§ Task 1:
Answer these questions from the opinion piece on random acts of kindness:
(a) What does the writer say the year 2020 will go down in the books as?
(b) What does the abbreviation RAK stand for?
(c) At what spot does the writer say the traffic can get very congested?
§ Task 2:
Write out word for word the part of the opinion piece on random acts of kindness that begins at the words "Is there anything" and stops after the words "train running again?".

Opinion: Random acts of kindness
We live in interesting times. The year 2020 will go down in the books as the weirdest year in recent memory. Here’s a happy thought, the year is only roughly more than half over.
I am still gobsmacked by the activities of some of my fellow Americans.
Is there anything I can do to help Make America Great Again? I am but one tiny cog in the machinery that is the USA, you might think. The cliché if you’re not part of the solution, you are part of the problem can be applied here. This is both unfair and true. What can one person do to help get the America train running again?
Sorry, but our country healing itself is far beyond what I can fix no matter how many spells I cast or the prayers I offer. Enough about what I can’t do and on to something I can actually do.
I am referring to Random Acts of Kindness or RAK. We are all capable of executing RAKs. As an example, when I’m on Madera Avenue where it meets Gateway Drive, the traffic can get very congested. When I see a person that needs to merge into traffic, one who comes from the parking lot of the small store there, I will momentarily block the cars behind me to allow the driver to get his car in the queue.
As things go, this is a very small RAK. But one never knows what kind of day this other driver is having. This small act of kindness may be the only pleasant thing that happens to them that day.

§ Data records:
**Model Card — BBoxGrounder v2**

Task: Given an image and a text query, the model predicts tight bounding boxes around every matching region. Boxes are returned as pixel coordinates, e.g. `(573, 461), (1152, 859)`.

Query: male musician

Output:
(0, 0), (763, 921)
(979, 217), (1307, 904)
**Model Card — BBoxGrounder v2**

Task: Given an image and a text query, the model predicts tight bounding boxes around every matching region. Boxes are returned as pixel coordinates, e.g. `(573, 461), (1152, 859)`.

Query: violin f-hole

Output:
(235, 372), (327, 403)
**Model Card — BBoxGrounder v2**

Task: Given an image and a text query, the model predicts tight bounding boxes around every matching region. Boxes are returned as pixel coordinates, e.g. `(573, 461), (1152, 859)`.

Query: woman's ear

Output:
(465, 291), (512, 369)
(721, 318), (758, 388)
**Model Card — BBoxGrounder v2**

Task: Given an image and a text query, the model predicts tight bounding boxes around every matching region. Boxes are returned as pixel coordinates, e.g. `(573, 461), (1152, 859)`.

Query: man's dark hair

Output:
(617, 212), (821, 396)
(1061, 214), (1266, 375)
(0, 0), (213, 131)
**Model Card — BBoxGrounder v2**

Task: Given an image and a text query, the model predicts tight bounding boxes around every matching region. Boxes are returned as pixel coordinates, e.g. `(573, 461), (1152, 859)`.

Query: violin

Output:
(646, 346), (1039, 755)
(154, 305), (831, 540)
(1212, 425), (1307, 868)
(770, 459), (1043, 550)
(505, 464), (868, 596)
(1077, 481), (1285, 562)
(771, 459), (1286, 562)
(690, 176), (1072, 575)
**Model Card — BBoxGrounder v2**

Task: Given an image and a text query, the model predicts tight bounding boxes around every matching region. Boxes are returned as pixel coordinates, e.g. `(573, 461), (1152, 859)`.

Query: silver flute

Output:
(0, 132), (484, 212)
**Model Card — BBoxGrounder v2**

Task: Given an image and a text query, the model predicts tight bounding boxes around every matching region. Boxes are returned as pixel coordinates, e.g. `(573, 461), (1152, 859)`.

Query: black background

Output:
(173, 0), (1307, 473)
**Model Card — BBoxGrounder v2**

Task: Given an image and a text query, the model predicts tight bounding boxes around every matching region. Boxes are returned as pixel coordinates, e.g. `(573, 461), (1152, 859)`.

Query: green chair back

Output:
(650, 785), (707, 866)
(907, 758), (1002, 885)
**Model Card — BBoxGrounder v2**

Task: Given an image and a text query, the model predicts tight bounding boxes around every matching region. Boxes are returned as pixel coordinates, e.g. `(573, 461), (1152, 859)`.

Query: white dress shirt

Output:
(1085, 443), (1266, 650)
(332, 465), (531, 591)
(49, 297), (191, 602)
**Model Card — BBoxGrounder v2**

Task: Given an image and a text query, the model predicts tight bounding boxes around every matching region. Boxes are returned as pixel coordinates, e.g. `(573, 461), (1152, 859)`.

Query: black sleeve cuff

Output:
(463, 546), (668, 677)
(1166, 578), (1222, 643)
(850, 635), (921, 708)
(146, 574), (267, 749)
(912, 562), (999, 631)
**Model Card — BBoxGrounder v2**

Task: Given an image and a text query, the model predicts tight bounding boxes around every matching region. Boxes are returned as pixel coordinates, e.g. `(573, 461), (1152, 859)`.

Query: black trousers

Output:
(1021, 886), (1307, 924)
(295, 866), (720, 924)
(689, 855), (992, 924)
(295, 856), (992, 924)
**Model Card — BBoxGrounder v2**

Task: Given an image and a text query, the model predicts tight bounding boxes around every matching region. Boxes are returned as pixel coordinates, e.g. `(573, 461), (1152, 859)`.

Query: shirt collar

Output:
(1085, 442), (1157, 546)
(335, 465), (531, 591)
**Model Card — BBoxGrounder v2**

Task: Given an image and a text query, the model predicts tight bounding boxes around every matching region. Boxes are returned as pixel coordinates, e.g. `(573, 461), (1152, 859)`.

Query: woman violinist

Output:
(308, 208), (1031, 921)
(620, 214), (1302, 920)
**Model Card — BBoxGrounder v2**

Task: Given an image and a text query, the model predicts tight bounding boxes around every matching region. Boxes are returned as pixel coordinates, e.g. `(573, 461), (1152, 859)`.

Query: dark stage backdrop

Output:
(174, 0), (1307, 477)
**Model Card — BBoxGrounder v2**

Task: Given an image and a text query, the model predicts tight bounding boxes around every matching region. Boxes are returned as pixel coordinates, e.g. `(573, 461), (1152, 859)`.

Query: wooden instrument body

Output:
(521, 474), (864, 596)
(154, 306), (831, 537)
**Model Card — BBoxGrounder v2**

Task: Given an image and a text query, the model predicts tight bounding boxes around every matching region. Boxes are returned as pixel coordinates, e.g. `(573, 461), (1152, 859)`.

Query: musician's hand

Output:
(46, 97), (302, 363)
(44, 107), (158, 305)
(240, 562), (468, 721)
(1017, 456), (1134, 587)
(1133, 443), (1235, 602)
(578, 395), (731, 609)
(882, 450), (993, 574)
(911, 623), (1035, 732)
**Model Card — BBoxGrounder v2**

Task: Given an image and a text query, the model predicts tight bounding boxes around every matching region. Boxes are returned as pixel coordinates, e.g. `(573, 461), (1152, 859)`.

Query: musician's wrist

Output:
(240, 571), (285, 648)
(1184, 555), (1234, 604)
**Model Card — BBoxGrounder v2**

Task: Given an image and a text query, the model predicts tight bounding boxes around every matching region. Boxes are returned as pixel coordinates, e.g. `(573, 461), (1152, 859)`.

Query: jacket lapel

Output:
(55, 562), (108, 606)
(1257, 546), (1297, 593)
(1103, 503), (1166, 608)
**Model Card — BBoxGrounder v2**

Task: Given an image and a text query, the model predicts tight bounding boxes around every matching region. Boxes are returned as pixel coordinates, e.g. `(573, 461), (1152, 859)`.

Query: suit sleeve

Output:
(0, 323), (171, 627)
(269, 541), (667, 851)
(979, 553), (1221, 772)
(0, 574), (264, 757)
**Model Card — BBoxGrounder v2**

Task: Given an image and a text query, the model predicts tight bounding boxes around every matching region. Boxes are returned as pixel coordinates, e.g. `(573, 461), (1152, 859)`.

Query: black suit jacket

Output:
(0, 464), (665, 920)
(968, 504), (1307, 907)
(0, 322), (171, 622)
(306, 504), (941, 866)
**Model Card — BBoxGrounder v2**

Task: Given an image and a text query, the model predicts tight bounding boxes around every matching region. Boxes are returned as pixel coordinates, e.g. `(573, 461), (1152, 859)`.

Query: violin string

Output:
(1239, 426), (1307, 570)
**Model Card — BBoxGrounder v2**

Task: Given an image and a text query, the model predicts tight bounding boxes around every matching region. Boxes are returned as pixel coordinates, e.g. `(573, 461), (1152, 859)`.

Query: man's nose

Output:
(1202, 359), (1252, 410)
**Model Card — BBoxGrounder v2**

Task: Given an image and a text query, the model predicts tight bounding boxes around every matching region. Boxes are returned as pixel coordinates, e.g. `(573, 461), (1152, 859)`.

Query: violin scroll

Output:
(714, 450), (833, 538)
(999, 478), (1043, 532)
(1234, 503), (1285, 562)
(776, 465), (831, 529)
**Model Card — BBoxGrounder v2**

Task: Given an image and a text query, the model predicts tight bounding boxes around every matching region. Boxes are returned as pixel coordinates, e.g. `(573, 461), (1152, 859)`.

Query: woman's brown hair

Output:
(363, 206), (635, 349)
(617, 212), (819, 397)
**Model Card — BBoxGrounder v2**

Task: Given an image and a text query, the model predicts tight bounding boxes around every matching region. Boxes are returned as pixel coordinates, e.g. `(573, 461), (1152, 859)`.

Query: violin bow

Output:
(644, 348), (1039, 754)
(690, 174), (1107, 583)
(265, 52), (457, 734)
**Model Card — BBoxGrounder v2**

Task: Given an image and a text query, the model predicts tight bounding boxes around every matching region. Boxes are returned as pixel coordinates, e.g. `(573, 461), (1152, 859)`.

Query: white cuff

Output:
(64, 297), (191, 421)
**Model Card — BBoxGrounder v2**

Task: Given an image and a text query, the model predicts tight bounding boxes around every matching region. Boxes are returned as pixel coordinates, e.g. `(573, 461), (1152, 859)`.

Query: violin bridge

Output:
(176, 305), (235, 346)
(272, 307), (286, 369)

§ Written solution 1:
(a) The weirdest year in recent memory.
(b) Random Acts of Kindness.
(c) On Madera Avenue where it meets Gateway Drive.

§ Written solution 2:
Is there anything I can do to help Make America Great Again? I am but one tiny cog in the machinery that is the USA, you might think. The cliché if you’re not part of the solution, you are part of the problem can be applied here. This is both unfair and true. What can one person do to help get the America train running again?